──────── Material supplied
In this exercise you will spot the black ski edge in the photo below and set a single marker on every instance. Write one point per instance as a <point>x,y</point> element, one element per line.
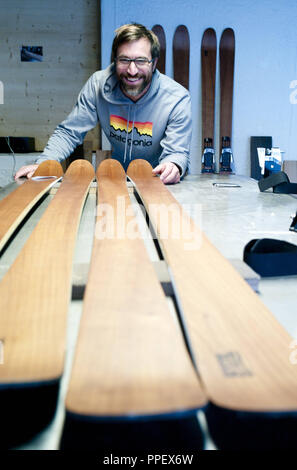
<point>25,410</point>
<point>140,434</point>
<point>251,430</point>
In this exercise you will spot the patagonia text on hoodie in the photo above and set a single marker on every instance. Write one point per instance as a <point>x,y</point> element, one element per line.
<point>157,128</point>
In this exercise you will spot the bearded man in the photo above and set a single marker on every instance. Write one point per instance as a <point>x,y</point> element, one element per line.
<point>143,113</point>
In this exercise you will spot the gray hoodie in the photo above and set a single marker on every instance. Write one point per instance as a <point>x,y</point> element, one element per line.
<point>157,127</point>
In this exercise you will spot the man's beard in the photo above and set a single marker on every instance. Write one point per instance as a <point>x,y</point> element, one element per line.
<point>132,90</point>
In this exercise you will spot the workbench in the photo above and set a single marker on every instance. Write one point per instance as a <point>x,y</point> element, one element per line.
<point>229,216</point>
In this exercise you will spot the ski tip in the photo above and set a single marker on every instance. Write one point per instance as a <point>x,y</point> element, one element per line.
<point>181,29</point>
<point>139,167</point>
<point>227,38</point>
<point>49,168</point>
<point>110,168</point>
<point>81,166</point>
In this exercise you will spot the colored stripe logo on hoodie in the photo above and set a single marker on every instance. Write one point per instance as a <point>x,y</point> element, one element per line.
<point>120,123</point>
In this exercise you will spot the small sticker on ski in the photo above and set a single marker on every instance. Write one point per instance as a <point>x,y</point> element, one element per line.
<point>38,178</point>
<point>232,365</point>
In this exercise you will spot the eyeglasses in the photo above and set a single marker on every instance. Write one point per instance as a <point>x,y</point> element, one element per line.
<point>139,61</point>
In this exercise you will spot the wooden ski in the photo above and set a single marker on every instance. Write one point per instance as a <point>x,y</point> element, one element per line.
<point>181,56</point>
<point>242,353</point>
<point>130,359</point>
<point>227,53</point>
<point>34,298</point>
<point>16,205</point>
<point>208,72</point>
<point>159,32</point>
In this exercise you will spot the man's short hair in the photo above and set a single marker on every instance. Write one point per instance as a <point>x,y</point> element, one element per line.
<point>132,32</point>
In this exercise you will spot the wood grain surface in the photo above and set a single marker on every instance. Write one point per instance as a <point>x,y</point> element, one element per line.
<point>130,359</point>
<point>241,351</point>
<point>35,292</point>
<point>181,56</point>
<point>16,205</point>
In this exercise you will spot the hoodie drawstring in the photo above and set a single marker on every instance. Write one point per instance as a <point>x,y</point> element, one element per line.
<point>130,156</point>
<point>127,134</point>
<point>127,130</point>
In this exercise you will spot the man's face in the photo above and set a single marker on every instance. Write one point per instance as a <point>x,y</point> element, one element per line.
<point>135,81</point>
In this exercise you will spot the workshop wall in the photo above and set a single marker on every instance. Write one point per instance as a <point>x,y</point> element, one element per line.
<point>39,95</point>
<point>265,63</point>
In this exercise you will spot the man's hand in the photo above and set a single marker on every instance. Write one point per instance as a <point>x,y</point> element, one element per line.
<point>27,170</point>
<point>168,171</point>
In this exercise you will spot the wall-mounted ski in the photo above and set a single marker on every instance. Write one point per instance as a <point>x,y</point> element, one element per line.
<point>227,52</point>
<point>208,69</point>
<point>181,56</point>
<point>159,32</point>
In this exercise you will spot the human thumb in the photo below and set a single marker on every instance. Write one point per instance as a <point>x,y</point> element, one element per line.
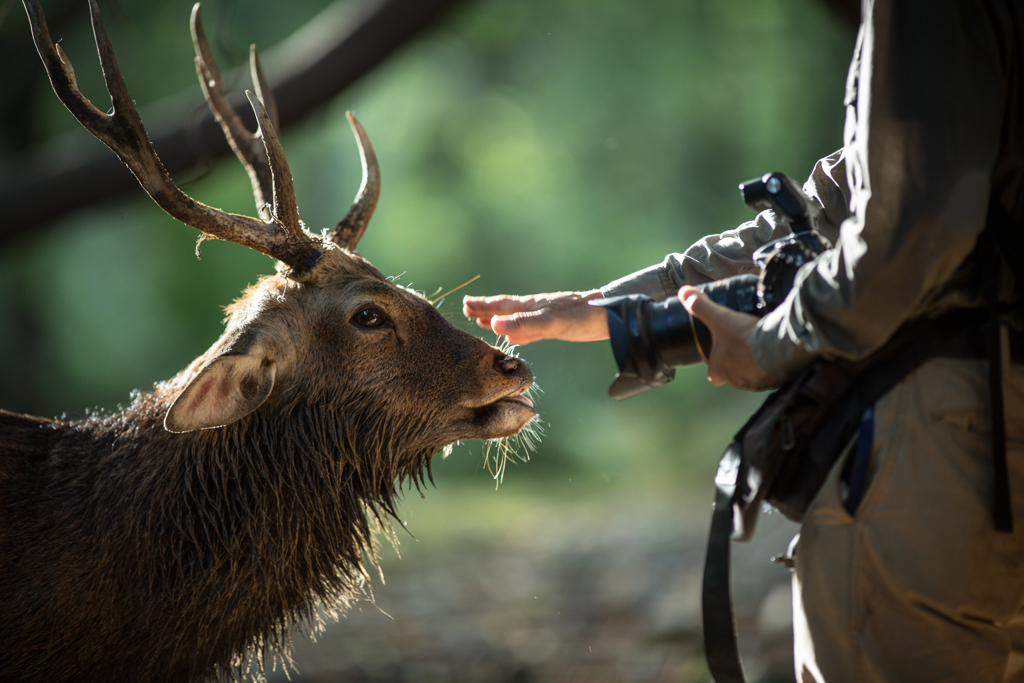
<point>701,307</point>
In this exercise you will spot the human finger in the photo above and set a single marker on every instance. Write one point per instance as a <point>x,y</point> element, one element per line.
<point>700,306</point>
<point>503,304</point>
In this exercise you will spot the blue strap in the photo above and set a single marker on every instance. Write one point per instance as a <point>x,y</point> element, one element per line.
<point>861,460</point>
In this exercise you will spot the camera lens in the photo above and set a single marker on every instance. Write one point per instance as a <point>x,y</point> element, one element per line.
<point>649,340</point>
────────────────
■ **Task prompt**
From the line containing "In this exercise you will spot the man's hand" to the last line of the records above, return each line exactly, both ends included, and nothing more. Leave out the pictures.

■ **Final answer**
In this exercise you will spot the man's hand in the photo above and set a single marker on every instance. Write one point per instance as a <point>x,y</point> element, one element per line.
<point>27,170</point>
<point>168,171</point>
In this exercise you will spot the wall-mounted ski in the photo above and set a single marker on every instance. Write one point per instance as a <point>x,y</point> element, one element per line.
<point>227,52</point>
<point>208,69</point>
<point>181,56</point>
<point>159,32</point>
In this exercise you will spot the human thumb in the photo below and set a single marker on every instance. Write one point per instance as a <point>x,y</point> element, one element per line.
<point>701,307</point>
In this exercise you will spot the human finger in the photo above and set a single marker on every instance. Write one point per instance as a <point>x,y</point> element, one element per line.
<point>700,306</point>
<point>503,304</point>
In this exercise you will spot the blue strap in the photo above and set a single marker on every instance. Write one point per instance as a <point>x,y</point> element, one element per line.
<point>861,460</point>
In this exercise you will spot the camera lens in the photo above and set a single marker on every instance. Write one point per instance as a <point>x,y</point> element, one element per line.
<point>649,340</point>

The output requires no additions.